Extract —
Friday, April 22, 2016

James Review -- Star Trek: Enterprise: Rise of the Federation: Live by the Code

This week I decided to review Star Trek: Enterprise: Rise of the Federation: Live by the Code by Christopher L. Bennett.
 
The story primarily focuses on Starfleet’s anti-Ware task force, and Klingon politics and how the two become intertwined. Enterprise is armed with new weapons to disable the Ware, a highly advanced technology which uses sentient brings as processors. But when they encounter the Partnership, an alliance of races dependent on the Ware, who have developed a method to switch out the beings who serve as processors to minimize the harm they suffer, Starfleet attempts to liberate them by disabling the Ware, with devastating long-term effects on the targeted world.
 
And Lokog, who is a Klingon privateer who has lost his standing due to being one of the QuchHa', victims of a mutagenic virus that altered his appearance removing the ridges on his forehead, has his own plans for the Ware technology. He offers to defend the next world targeted by Starfleet in exchange for Ware attack drones he can use to seize power in the Klingon Empire, and his successful defense forces a Starfleet ship to surrender, leaving its crew facing trial for the damage its Ware- disabling strikes have caused.

[Dataset entries]
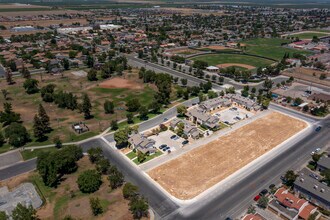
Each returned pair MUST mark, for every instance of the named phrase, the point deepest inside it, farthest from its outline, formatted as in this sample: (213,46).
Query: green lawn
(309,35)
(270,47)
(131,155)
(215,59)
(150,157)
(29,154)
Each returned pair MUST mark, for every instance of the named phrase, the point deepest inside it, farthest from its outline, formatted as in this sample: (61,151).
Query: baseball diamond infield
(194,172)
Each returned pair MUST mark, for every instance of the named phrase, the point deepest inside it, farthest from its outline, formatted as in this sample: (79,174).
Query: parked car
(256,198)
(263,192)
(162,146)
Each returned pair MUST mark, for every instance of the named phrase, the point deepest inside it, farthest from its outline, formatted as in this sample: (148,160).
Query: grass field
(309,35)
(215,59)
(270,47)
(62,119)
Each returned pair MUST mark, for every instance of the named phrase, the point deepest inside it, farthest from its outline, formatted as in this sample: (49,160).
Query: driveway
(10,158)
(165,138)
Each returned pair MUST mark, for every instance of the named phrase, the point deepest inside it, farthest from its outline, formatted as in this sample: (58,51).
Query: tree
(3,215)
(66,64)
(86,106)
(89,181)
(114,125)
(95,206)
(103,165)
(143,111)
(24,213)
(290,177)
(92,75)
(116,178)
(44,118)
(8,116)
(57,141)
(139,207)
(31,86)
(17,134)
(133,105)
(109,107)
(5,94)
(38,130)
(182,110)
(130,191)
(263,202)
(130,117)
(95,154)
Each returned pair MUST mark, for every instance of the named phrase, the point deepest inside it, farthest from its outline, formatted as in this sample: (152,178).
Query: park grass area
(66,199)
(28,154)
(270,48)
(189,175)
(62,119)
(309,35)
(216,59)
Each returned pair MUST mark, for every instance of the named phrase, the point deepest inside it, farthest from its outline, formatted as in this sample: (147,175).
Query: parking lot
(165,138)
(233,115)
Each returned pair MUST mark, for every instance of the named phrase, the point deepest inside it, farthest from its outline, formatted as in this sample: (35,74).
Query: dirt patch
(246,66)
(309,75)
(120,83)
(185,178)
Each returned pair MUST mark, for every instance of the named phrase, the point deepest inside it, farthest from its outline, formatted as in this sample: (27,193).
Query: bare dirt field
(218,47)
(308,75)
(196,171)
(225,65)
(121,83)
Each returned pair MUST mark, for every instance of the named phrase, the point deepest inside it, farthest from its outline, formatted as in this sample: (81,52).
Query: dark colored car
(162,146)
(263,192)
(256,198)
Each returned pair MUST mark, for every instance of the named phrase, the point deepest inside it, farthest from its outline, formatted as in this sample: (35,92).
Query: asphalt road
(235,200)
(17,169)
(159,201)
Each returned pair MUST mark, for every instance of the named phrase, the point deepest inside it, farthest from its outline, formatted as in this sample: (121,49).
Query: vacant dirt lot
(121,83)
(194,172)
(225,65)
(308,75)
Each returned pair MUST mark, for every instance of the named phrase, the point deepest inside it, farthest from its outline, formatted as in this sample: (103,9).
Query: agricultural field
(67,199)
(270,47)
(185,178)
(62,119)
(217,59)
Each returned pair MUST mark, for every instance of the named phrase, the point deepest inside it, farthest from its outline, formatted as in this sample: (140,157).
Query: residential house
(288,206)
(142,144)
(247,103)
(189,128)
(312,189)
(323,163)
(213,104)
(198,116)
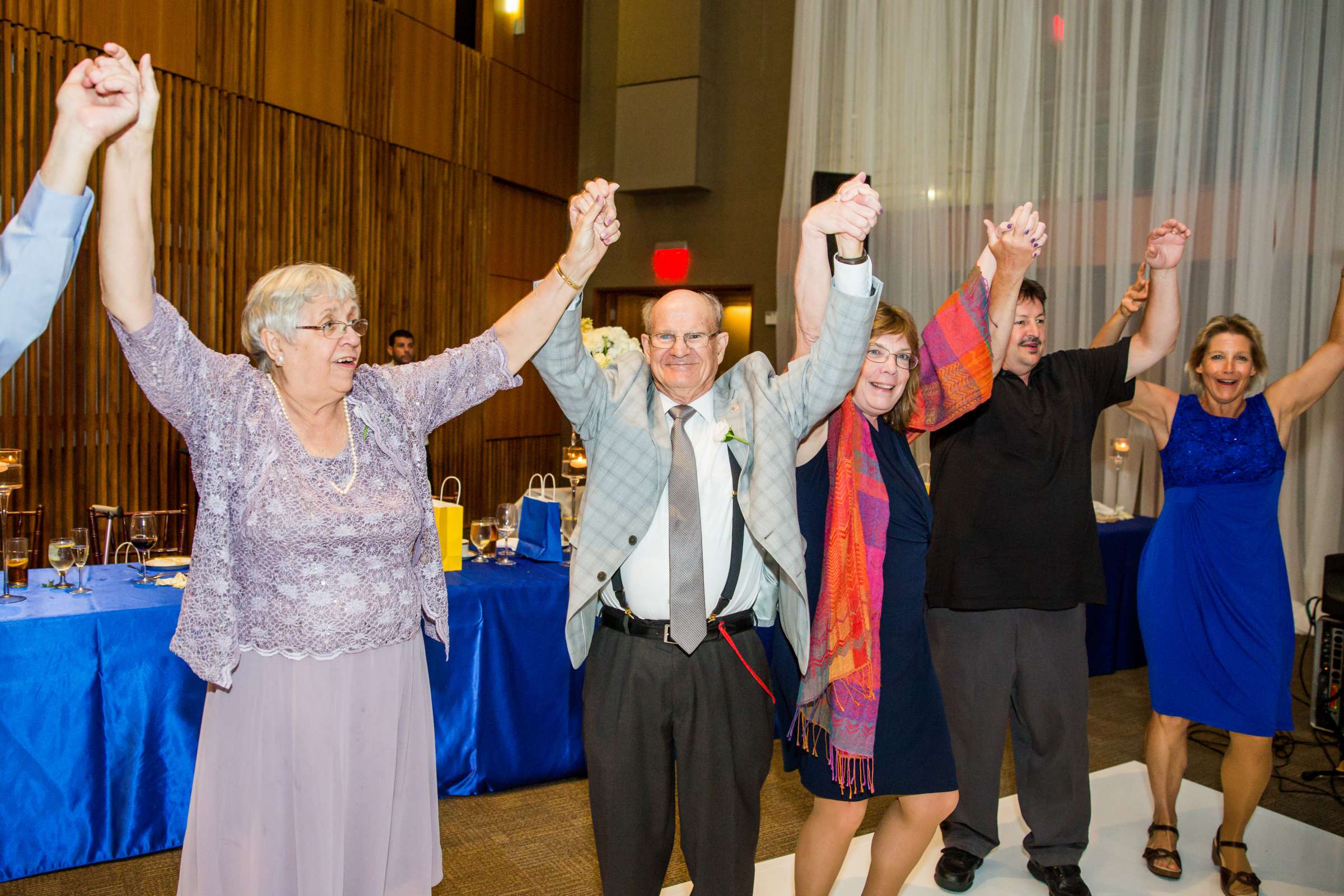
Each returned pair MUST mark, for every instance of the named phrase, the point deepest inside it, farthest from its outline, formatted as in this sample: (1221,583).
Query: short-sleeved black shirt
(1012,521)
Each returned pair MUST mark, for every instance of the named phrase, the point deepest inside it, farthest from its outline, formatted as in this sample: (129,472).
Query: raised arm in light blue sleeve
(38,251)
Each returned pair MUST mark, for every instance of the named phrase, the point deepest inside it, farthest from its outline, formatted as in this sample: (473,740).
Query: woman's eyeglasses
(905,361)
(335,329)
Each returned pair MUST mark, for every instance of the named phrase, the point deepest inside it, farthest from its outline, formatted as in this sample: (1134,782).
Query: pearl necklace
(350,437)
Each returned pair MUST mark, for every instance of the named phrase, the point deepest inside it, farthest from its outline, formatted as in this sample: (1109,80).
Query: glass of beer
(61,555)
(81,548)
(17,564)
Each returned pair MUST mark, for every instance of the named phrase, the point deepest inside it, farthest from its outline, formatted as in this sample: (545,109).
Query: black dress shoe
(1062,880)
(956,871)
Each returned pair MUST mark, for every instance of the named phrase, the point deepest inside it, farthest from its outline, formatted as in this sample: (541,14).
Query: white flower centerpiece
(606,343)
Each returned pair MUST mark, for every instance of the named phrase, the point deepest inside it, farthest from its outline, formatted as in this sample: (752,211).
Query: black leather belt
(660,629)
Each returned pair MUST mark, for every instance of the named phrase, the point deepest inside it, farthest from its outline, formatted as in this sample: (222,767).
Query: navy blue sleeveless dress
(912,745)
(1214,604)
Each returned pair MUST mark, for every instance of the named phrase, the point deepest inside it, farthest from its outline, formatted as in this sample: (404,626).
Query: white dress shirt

---

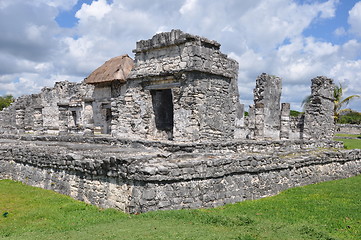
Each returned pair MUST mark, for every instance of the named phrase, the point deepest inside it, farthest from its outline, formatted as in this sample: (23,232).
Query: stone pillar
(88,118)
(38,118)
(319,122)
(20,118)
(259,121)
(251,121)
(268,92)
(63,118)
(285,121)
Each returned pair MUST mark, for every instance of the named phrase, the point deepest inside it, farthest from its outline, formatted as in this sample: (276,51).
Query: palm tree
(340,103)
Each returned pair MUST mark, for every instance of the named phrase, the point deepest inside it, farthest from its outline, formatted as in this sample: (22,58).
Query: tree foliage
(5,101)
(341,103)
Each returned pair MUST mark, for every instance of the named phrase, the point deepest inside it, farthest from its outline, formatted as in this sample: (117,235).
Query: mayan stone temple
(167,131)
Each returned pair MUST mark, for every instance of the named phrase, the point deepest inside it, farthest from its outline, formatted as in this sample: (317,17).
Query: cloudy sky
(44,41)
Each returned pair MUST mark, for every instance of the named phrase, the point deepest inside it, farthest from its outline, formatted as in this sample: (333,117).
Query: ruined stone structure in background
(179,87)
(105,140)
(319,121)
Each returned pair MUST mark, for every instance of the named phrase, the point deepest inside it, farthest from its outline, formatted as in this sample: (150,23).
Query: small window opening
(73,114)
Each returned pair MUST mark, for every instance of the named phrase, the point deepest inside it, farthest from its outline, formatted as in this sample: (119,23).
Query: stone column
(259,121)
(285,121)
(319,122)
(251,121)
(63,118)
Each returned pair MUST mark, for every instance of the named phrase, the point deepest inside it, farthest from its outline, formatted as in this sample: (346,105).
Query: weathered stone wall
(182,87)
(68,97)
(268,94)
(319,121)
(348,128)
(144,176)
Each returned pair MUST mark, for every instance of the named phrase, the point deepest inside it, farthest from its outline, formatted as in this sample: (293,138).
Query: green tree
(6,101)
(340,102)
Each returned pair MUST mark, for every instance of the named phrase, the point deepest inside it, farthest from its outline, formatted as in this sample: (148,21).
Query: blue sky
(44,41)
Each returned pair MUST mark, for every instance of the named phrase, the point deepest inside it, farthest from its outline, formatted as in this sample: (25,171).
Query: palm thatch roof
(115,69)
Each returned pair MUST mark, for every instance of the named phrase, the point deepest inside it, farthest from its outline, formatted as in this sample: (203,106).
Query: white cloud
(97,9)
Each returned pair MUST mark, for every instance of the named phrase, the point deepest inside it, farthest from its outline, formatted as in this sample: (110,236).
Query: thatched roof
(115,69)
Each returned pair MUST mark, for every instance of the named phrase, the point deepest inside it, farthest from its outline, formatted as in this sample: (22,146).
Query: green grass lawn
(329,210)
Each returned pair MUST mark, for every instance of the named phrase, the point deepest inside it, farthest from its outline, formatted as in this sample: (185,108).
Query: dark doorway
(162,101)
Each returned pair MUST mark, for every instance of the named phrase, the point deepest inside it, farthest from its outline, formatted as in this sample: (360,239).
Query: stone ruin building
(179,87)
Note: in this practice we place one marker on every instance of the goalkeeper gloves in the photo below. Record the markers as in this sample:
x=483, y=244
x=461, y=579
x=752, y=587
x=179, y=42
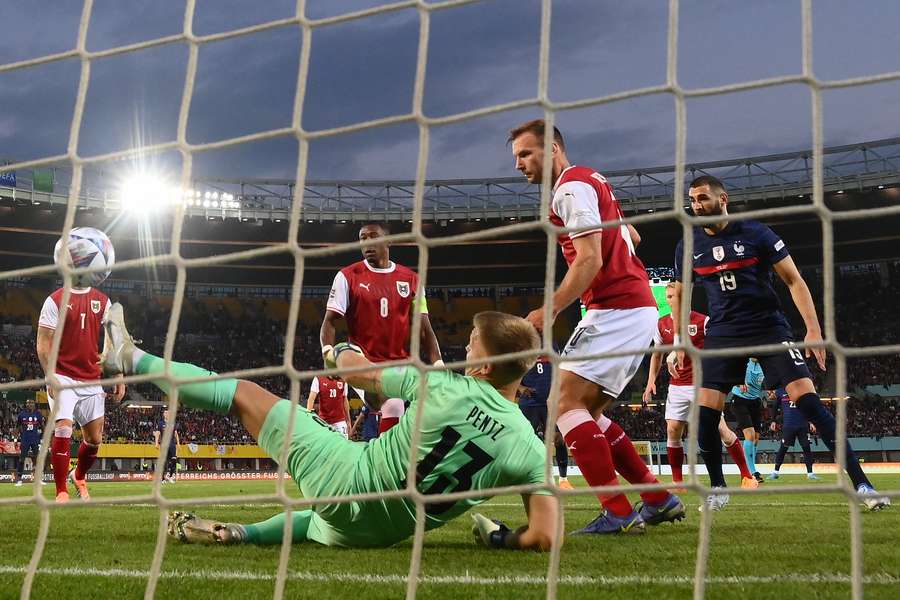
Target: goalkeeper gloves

What to work on —
A) Name every organization, alliance, or empire that the Star Trek book review refers to by a proper name.
B) Write the next part of the Star Trek book review, picking up after its final sentence.

Answers to the tasks —
A) Starfleet, the Partnership, the Klingon Empire

B)
Meanwhile, Doctor Phlox has been summoned to perform an autopsy on the dead Klingon Chancellor M'Rek. While Phlox swiftly identifies M’Rek’s murderer, the void left by the death of the Chancellor leaves the Empire in chaos, and soon, anti-QuchHa' move to exterminate the QuchHa' who are left with little choice but to ally with Lokog.
 
Meanwhile, the Anti-Ware task force shifts its efforts to discovering the source of the Ware and finding a way for Ware technology to work without people being plugged in as it originally functioned. But when the Klingon High Council discovers the source of the Ware, they begin planning attacks on both the Partnership and the Federation. And after Section 21 givs the Klingons a peace offering of Starfleet’s Ware-disabling protocols. the ships of the task force becomes the Partnership’s only defense aganst a Klingon invasion…
 
There is also a subplot dealing with Phlox’s daughter Vaneel’s wedding to the son of an Antaran politician. But the wedding party is ambushed by anti-Antaran extremists, and the father of the groom is killed by Phlox’s estranged son Mettus. Then, after being arrested, Mettus is kidnapped by anti-Denobulan Antaran extremists Phlox must find a way to save his son without reigniting a centuries- old conflict.
 
I give the book 9 out of 10. It was interesting that the author chose to cast the Federation as the villians of the conflict between Starfleet and the Partnership, even if Starfleet is acting out of misunderstanding rather than malice and tries to repair the damage they’ve inflicted. And it is also fascinating to see the movement towards the Prime Directive gain strength as a result of this. However, some of the ongoing plot threads in the series receive little or no attention in this book and the ending is rather dark for a Star Trek story.